Cuplikan Halaman
......

Sudah liwat waktu maghrib ketika kami sampai di Parapat. Di hotel Danau Toba yang terletak di pinggir danau. Agak kecele waktu pembagian kunci kamar dilakukan di lapangan parkir yang terletak di bagian agak ketinggian. Aku menyangka kamar kami tidak jauh dari tempat itu. Ternyata kami harus melalui tangga dan jalan menurun yang lumayan jauh untuk mencapai kamar kami yang terletak benar-benar di bibir danau. Kami akhiri perjalanan jauh yang melelahkan hari ini, melihat pemandangan beraneka warna dan cukup memukau sepanjang jalan.

......

Cuplikan Data
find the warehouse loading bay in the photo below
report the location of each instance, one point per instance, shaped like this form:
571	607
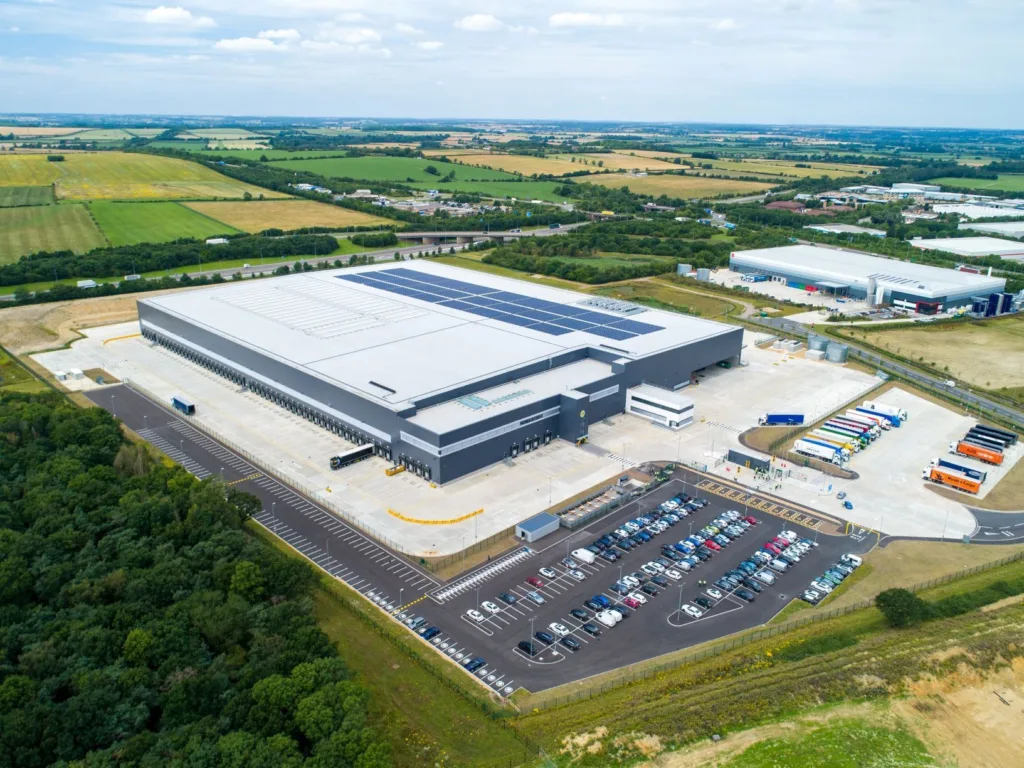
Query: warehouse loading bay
425	521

......

Sebutkan tempat pembagian kunci kamar dilakukan menurut cuplikan halaman.

Jawaban Tugas
Di lapangan parkir yang terletak di bagian agak ketinggian.